PAGINA
··········
25 november 2021
- Jenneke Krüger

Wiskundeonderwijs in havo en vwo – waartoe?

In deze blog wil ik het hebben over doelen en programma’s van het wiskundeonderwijs in de bovenbouw van havo en vwo, een beperkt maar aandacht trekkend deel van ons totale onderwijs.

Het is 1963 en alles moet anders
Als voortzetting van het lager onderwijs komt er een algemene basis voor alle leerlingen, gevolgd door beroepsonderwijs of voortzetting van algemeen onderwijs: mavo, havo en vwo vanaf 1968.  Onder invloed van  internationale druk om meer wiskundig geschoolden op te leiden en de OECD conferentie in Royaumont in 1959 komt in Nederland de Commissie Modernisering Leerplan Wiskunde in 1961 tot de volgende doelstellingen voor wiskundeonderwijs op havo en vwo
1. verkleinen van de kloof tussen wetenschap en schoolwiskunde (door invoering van nieuwe wiskunde onderwerpen)
2. de maatschappelijke relevantie van schoolwiskunde vergroten
3. de mogelijkheid onderzoeken van een apart programma voor leerlingen met een grote wiskundige begaafdheid.
De eerste twee doelen blijven voor vwo gehandhaafd tot 1998, voor havo vervangt de maatschappij de wetenschap. Deze globale onderwijsdoelen worden uitgewerkt in specifiekere doelen en een examenprogramma. Voor havoleerlingen moet wiskunde vooral voorbereiden op technische opleidingen in het hbo, door middel van analyse, vectormeetkunde en wat kansrekening.  Vwo bereidt voor op wetenschappelijke opleidingen in het algemeen, door middel van  analyse, inclusief goniometrische functies, kansrekening en statistiek (Wiskunde I). De derde doelstelling moet bereikt worden via Wiskunde II (lineaire algebra als deductief systeem en keuzeonderwerpen) alleen voor leerlingen die ook Wiskunde I volgen. Leerlingen met een grote wiskundige begaafdheid worden niet op de havo verwacht en alle leerlingen zijn vrij om te kiezen in welke 6 (havo) of 7 (vwo) vakken ze examen doen.
··········
VASTGELEGDE GEGEVENS
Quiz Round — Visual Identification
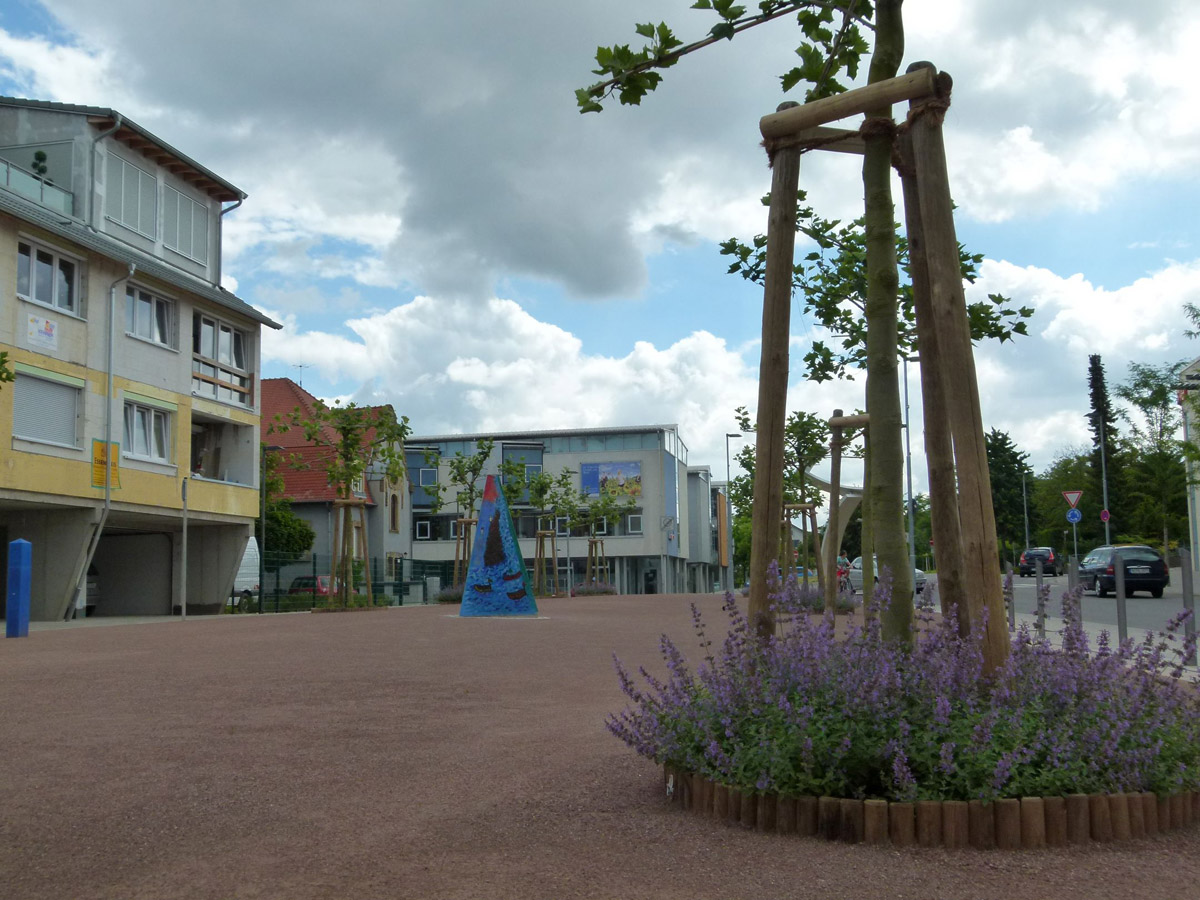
··········
OPDRACHT
Tot welk jaar bleven de eerste twee doelen volgens de blog over wiskundeonderwijs voor het vwo gehandhaafd?

UITKOMST
Tot 1998.